• Task requirements: Update the records below so that every occurrence of "every instance of" reads "each instance of" instead, keeping everything else unchanged.

• Given entries:
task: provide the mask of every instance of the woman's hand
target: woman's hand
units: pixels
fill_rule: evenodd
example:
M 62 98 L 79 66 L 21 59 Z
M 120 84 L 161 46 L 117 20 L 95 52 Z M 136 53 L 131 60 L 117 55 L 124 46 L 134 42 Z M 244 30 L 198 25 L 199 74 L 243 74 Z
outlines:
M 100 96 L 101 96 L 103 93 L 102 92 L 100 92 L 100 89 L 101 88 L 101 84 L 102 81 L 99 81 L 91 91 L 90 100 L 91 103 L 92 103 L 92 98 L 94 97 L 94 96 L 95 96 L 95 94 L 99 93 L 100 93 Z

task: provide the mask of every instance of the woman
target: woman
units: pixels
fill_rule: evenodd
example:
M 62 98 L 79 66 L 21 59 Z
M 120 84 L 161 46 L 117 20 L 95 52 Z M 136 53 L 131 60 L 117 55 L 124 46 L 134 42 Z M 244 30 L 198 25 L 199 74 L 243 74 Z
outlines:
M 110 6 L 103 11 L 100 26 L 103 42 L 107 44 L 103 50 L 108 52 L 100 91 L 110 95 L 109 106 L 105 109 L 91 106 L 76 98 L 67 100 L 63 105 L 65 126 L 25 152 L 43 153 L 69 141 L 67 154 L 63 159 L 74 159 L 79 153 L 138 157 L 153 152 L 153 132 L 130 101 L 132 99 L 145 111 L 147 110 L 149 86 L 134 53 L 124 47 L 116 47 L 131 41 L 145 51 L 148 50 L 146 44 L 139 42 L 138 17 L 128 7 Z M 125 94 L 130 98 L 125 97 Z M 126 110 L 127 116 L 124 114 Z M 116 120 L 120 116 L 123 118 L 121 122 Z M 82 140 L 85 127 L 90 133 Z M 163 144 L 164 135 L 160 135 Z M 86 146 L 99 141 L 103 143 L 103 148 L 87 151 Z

• Output:
task: provide the mask of each instance of the woman's hand
target: woman's hand
units: pixels
fill_rule: evenodd
example:
M 62 98 L 79 66 L 21 59 Z
M 120 84 L 161 46 L 117 20 L 95 52 Z M 136 53 L 131 60 L 117 55 L 124 46 L 134 42 Z M 244 30 L 198 25 L 199 74 L 243 74 Z
outlines:
M 100 96 L 101 96 L 103 93 L 102 92 L 100 92 L 100 89 L 101 88 L 101 84 L 102 81 L 99 81 L 91 91 L 90 100 L 91 103 L 92 103 L 92 98 L 94 97 L 94 96 L 95 96 L 95 94 L 99 93 L 100 93 Z

task: provide the mask of each instance of the woman
target: woman
units: pixels
fill_rule: evenodd
example:
M 62 98 L 79 66 L 21 59 Z
M 120 84 L 161 46 L 117 20 L 95 52 Z M 136 53 L 131 60 L 117 55 L 124 46 L 134 42 Z M 244 30 L 198 25 L 199 74 L 243 74 Z
outlines:
M 110 6 L 103 11 L 100 26 L 103 42 L 107 44 L 103 50 L 108 52 L 100 91 L 110 95 L 109 106 L 105 109 L 91 106 L 76 98 L 67 100 L 63 105 L 65 126 L 25 152 L 43 153 L 69 141 L 67 154 L 63 159 L 74 159 L 79 153 L 138 157 L 153 152 L 153 132 L 130 101 L 132 99 L 145 111 L 147 110 L 149 86 L 134 53 L 124 47 L 116 47 L 131 41 L 145 51 L 148 50 L 146 44 L 139 42 L 138 17 L 128 7 Z M 125 94 L 130 98 L 125 97 Z M 126 110 L 127 116 L 124 114 Z M 116 120 L 120 116 L 123 118 L 121 122 Z M 82 140 L 85 127 L 90 133 Z M 163 144 L 164 135 L 160 135 Z M 86 146 L 99 141 L 103 143 L 103 148 L 87 151 Z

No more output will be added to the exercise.